Aim of the task -> Retype the line containing "Target: curled wood shaving" and each later line through the end of the listing, exactly as written, with no other lines.

Task inputs ->
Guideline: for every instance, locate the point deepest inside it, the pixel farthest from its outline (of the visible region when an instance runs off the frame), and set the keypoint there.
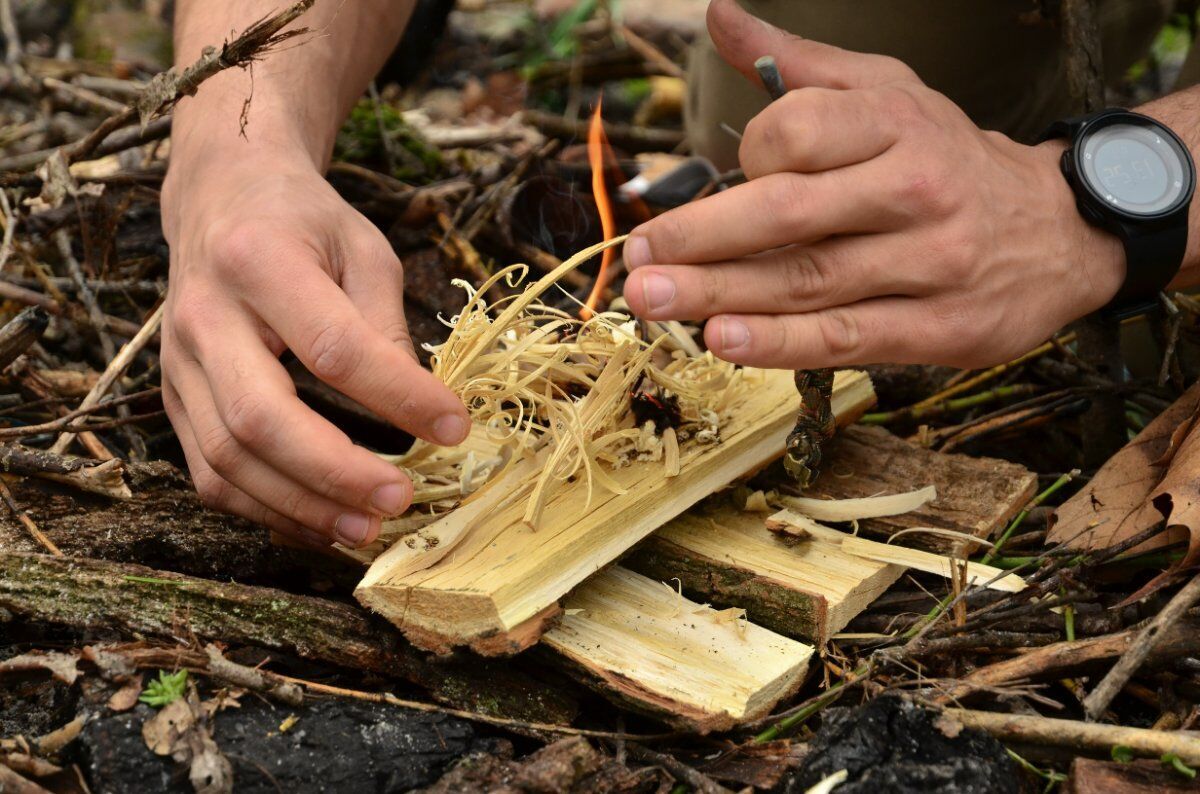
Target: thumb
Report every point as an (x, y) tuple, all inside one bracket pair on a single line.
[(742, 38)]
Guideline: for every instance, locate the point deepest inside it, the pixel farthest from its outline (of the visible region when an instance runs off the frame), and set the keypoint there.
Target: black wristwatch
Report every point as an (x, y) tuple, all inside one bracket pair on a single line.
[(1134, 178)]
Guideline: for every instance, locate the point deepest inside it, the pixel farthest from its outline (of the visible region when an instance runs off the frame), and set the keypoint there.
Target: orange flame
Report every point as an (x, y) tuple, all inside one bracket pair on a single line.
[(598, 150)]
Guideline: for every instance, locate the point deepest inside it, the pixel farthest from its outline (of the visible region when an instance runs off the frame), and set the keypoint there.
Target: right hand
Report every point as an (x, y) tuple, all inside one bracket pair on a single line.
[(265, 257)]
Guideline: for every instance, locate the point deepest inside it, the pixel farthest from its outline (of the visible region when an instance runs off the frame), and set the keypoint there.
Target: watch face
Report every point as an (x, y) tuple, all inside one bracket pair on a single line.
[(1135, 168)]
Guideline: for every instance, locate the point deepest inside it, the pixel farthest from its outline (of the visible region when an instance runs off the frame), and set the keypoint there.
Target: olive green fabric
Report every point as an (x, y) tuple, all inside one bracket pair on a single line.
[(991, 56)]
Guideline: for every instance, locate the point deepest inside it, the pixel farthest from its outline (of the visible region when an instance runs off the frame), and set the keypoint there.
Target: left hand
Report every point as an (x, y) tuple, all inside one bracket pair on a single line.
[(880, 224)]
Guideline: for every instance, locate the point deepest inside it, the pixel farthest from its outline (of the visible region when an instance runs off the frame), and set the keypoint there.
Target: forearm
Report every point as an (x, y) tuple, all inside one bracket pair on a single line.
[(1181, 113), (299, 94)]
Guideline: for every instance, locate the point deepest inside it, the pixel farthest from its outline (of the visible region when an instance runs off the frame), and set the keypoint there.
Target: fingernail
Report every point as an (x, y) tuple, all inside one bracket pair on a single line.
[(390, 499), (658, 290), (449, 429), (733, 334), (352, 528), (637, 253)]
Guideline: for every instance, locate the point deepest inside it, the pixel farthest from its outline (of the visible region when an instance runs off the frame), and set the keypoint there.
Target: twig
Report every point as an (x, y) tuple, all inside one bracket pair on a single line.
[(115, 367), (106, 479), (27, 522), (682, 771), (474, 716), (1141, 648), (13, 50), (21, 332), (1080, 735), (252, 679), (10, 227)]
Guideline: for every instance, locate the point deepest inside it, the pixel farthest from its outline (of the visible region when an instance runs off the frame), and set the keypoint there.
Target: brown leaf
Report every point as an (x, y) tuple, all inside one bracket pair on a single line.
[(126, 697), (1177, 497), (181, 731), (1116, 504), (163, 733), (60, 666)]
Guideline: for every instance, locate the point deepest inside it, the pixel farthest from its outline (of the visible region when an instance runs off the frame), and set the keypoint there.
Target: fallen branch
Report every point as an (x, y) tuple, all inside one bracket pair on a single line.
[(1085, 737), (1143, 645), (106, 479), (141, 601)]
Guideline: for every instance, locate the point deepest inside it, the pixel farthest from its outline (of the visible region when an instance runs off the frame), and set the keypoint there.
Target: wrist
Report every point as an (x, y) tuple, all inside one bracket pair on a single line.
[(1096, 258)]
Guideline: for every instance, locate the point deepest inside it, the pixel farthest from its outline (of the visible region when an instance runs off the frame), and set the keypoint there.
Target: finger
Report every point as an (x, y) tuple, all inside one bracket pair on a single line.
[(376, 286), (742, 38), (785, 281), (814, 130), (893, 330), (217, 493), (322, 326), (768, 212), (234, 464), (257, 402)]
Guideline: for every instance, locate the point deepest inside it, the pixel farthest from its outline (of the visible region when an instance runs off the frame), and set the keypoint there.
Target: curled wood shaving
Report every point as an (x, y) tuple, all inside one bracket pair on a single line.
[(537, 379)]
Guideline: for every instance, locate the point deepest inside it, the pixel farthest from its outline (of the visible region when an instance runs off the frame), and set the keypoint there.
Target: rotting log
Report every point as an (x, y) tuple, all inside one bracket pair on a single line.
[(730, 558), (975, 495), (498, 590), (648, 648), (136, 600)]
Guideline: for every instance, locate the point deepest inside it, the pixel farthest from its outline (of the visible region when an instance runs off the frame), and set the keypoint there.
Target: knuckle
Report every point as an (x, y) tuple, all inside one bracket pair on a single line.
[(334, 481), (785, 202), (334, 354), (213, 491), (803, 278), (249, 417), (929, 192), (221, 451), (840, 332)]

Exercise result ->
Target: curled wood shaving
Report every point as an (x, y) tuple, all inside one bracket pair on a single line.
[(537, 379)]
Guideline: for every instance, locate the point deepest inside it, the pixel farthest from its outline (of the visible region when an instance runs off the frame), and set the keypoint there.
Target: rotting log
Report every point as an (x, y) tuple, all inside one bracket pair on a single line.
[(730, 558), (975, 495), (498, 590), (648, 648), (136, 600)]
Guideline: for every instance, locate the point deepest inside it, the pixel farthest from its outline (of the visible region when an instance runs off the frame), and set the keypoint there.
Target: knuckle
Report every point as an (x, y) tuple, all inside one bracket pair on a single line.
[(334, 481), (785, 202), (334, 354), (213, 491), (803, 278), (249, 417), (929, 192), (221, 451), (840, 332)]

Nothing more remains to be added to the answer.